Dataset items about object locations
━━━━━━━━

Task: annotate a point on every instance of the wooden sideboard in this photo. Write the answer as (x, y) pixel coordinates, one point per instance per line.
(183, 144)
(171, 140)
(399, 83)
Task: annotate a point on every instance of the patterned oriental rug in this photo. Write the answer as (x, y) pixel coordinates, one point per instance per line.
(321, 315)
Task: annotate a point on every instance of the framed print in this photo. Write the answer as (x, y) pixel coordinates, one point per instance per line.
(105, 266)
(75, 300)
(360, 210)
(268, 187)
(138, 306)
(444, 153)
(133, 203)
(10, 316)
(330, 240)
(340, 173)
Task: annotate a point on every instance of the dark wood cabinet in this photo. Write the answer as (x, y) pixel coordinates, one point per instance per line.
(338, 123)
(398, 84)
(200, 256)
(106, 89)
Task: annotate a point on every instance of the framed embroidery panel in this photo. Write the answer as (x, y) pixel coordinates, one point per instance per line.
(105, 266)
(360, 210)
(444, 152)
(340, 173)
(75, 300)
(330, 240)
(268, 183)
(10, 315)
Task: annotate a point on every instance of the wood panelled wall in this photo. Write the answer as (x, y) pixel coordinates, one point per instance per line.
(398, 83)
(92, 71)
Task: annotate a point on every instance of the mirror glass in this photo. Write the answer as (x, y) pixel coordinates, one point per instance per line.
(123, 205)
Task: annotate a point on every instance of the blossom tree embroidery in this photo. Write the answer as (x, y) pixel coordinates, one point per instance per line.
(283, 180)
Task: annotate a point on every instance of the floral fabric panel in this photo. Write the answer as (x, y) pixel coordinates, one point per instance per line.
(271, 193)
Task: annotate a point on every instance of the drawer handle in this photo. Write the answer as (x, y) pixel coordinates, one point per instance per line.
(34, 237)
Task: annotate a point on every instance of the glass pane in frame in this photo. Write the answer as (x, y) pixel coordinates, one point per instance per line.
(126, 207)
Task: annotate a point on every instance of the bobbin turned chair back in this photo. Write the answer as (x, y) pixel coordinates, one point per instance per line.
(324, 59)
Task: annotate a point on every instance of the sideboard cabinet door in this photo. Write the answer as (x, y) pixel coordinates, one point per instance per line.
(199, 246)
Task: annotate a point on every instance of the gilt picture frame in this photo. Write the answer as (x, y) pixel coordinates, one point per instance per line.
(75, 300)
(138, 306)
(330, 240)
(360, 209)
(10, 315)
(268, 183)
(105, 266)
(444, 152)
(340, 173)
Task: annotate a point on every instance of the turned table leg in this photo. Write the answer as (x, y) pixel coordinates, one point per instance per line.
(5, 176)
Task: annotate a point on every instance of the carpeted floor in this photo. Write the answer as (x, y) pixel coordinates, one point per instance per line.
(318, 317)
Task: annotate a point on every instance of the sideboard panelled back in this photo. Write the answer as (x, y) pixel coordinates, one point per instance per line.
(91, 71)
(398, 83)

━━━━━━━━

Turn every item above into a two-column CSV with the headers request and answer, giving one row per request. Put the request text in one quoted field and its answer in another, with line breaks replaced by spaces.

» **EXERCISE ANSWER**
request,answer
"Task: annotate a point on every instance of the wooden sideboard in this photo. Write the answer as (x, y) pixel coordinates, one point per instance per line.","(183, 144) (171, 140) (399, 83)"
"Task: annotate a point on every instance of the patterned oriental rug in this photo. Write the answer as (x, y) pixel coordinates, one point per instance per line.","(321, 315)"
"Task: annotate a point on every instance of the framed print in this photo. Write the answer as (x, y) pixel coordinates, one point per instance per line.","(105, 266) (75, 300) (360, 210) (268, 187) (138, 306) (444, 153) (133, 203) (10, 316) (330, 240) (340, 173)"
"Task: annotate a point on every instance of the dark wood cabinet in this photo. Write the answer as (x, y) pixel coordinates, one point per instance per line.","(338, 123) (398, 84) (200, 256) (106, 89)"
"Task: annotate a point on every instance of the framed embroidery panel in this photo. Write the answer as (x, y) pixel coordinates, one point per instance per line.","(105, 266) (360, 210) (444, 152) (340, 173) (75, 300) (330, 240) (268, 183) (10, 315)"
"Task: annotate a point on every instance of the wood panelled wall in this photo. Write the answer as (x, y) pixel coordinates, one point per instance per line.","(398, 83) (92, 71)"
"Task: annotate a point on every instance of the mirror glass in this photo. Write the answer as (x, y) pixel coordinates, one point per instance per line.","(123, 205)"
"Task: annotate a point on every instance of the blossom tree embroidery in this photo. Write the answer as (x, y) pixel coordinates, one point per instance per line.","(283, 180)"
"Task: annotate a point on every instance of the floral fabric panel in this photo. Write the answer as (x, y) pixel coordinates, one point per instance per line.","(271, 193)"
"Task: annotate a point on every instance of the drawer handle in this photo. Write the answer as (x, y) pixel coordinates, one point per instance per line.","(34, 237)"
"Task: annotate a point on every instance of the glass pane in frame in this photo. Write the answer as (x, y) pixel coordinates, one point per instance per line.","(126, 207)"
"Task: annotate a point on every instance of the bobbin turned chair back in this photo. Write the answer as (x, y) pixel coordinates, one point per instance per line.","(324, 59)"
"Task: annotate a point on every instance of the sideboard cabinet door in this photo. Write the answer as (x, y) pixel coordinates, one point per instance per line.","(199, 246)"
"Task: annotate a point on every instance of the gilt picture frame in this photo. Write the answer as (x, y) pixel coordinates, one point per instance per line.","(75, 300) (138, 306) (330, 240) (360, 209) (10, 315) (268, 183) (105, 266) (444, 152) (340, 173)"
"Task: annotate a point on every instance of the turned table leg in this photo. Write the answer as (x, y) pixel coordinates, one point per instance per line.","(5, 176)"
"Task: annotate a point on every instance of the carpeted floor in this photo. Write the answer as (x, y) pixel coordinates, one point per instance per line.","(318, 317)"
"Task: annotate a point on every instance of the sideboard panelled back in this photo. Write the answer as (x, y) pixel coordinates, one point per instance per line.","(91, 71) (398, 83)"